§ Work item
In the records below, find every line with the word "gift" and copy it.
[Opening Extracted data section]
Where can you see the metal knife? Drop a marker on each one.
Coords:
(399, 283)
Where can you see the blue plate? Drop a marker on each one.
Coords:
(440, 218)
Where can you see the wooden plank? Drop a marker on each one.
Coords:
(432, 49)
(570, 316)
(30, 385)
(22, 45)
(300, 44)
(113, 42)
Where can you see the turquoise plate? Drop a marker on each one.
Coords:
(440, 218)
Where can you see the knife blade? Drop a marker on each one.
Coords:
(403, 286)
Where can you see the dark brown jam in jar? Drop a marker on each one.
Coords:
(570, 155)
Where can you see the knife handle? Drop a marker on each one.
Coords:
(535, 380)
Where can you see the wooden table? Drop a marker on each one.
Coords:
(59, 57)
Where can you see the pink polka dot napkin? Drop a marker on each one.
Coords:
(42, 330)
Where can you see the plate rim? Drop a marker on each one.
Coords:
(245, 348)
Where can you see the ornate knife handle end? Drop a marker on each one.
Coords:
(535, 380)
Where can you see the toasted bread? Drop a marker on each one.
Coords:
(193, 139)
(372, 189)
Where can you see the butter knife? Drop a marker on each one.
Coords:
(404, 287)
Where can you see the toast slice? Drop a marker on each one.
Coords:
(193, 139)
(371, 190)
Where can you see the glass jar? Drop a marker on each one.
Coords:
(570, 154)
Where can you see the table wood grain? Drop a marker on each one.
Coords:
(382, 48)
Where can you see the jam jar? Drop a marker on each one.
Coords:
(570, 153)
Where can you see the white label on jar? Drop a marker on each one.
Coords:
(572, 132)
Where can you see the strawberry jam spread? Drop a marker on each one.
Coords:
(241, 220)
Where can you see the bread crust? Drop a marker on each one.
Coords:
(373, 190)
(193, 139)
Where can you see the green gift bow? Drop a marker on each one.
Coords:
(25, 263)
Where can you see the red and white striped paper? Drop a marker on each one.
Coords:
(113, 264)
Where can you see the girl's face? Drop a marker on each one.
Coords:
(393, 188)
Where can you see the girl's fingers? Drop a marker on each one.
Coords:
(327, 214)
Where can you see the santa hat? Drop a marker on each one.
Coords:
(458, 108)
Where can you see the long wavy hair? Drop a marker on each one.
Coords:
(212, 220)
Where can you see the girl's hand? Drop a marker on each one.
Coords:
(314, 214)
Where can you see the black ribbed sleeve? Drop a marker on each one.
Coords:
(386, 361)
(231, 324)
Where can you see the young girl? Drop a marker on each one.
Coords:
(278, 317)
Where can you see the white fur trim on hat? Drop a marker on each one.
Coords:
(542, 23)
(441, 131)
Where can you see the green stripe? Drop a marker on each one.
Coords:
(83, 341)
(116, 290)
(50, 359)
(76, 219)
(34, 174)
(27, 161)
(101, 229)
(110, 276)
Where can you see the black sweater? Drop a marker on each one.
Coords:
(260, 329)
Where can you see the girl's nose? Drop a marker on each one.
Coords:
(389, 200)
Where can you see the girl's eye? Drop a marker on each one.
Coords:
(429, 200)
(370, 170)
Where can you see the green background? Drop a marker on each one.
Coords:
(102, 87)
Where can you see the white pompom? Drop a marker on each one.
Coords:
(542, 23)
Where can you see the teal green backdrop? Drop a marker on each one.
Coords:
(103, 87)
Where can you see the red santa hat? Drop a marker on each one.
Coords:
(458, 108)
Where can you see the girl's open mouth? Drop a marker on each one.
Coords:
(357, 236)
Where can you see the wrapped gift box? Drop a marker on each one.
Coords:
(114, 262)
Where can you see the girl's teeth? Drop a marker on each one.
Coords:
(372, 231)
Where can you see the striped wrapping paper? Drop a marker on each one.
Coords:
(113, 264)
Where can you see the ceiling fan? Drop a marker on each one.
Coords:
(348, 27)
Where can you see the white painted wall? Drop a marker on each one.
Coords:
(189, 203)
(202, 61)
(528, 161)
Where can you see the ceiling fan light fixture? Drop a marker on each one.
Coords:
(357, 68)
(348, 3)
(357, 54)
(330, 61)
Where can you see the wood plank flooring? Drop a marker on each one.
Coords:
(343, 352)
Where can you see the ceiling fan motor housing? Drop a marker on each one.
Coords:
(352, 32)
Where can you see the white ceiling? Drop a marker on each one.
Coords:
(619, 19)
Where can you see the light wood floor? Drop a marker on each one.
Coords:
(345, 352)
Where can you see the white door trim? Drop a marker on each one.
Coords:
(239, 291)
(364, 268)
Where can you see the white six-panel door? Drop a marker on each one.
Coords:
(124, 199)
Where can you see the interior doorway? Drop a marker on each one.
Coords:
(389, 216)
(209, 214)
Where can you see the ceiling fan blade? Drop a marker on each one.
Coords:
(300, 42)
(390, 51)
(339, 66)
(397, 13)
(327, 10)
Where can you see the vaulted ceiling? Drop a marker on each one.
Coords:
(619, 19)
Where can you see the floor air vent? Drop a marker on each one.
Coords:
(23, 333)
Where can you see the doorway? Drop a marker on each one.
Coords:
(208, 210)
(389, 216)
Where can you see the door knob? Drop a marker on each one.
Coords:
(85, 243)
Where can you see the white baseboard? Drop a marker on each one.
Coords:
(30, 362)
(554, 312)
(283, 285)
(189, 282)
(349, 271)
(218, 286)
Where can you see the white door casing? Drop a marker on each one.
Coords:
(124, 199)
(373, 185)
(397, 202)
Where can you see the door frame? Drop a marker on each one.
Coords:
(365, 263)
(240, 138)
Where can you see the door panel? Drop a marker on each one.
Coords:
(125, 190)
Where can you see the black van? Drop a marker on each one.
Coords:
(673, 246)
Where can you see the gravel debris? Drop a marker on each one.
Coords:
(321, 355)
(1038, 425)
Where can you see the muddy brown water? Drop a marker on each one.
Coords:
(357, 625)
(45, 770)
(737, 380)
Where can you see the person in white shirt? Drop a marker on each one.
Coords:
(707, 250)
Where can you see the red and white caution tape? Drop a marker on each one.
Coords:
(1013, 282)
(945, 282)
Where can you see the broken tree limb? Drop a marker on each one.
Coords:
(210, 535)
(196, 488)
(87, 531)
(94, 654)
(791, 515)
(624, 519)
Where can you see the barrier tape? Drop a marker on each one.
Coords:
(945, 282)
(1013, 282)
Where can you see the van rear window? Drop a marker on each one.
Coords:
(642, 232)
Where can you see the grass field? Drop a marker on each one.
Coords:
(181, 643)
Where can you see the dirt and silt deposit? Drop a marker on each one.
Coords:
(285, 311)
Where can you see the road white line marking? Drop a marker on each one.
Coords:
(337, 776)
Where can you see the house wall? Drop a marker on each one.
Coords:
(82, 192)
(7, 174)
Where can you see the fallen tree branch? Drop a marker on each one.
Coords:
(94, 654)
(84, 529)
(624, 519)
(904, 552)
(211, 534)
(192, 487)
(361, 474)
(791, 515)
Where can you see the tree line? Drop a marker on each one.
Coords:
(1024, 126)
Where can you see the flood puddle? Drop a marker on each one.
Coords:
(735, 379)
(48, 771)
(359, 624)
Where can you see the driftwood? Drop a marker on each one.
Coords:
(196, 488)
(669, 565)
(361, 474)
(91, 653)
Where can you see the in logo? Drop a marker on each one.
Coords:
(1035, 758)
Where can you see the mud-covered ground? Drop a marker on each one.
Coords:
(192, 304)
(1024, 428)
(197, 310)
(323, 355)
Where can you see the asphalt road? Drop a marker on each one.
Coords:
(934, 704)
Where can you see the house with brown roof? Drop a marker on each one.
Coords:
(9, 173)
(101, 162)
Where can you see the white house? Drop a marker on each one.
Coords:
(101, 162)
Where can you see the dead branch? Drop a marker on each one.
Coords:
[Closing Extracted data section]
§ Solution
Where can you see the green gift bow? Drop a marker on each one.
Where can you see the wrapped gift box? Drop a marker on each one.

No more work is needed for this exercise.